╔══

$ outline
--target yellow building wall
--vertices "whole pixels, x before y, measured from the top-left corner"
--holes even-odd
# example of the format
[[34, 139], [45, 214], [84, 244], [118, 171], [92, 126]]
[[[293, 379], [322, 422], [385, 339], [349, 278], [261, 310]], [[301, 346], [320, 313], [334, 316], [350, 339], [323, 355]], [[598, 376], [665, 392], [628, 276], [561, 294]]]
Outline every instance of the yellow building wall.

╚══

*TASK BRIEF:* Print the material above verbatim, keeping every line and character unchanged.

*SOLUTION BELOW:*
$ outline
--target yellow building wall
--vertices "whole pixels, x before y, measured from the top-left corner"
--holes even-odd
# example of the format
[[34, 139], [45, 214], [84, 244], [118, 171], [92, 126]]
[[[293, 379], [322, 422], [385, 339], [349, 278], [261, 310]], [[301, 346], [320, 313], [334, 316], [350, 339], [323, 355]], [[598, 376], [665, 392], [628, 276], [561, 294]]]
Outline every instance of the yellow building wall.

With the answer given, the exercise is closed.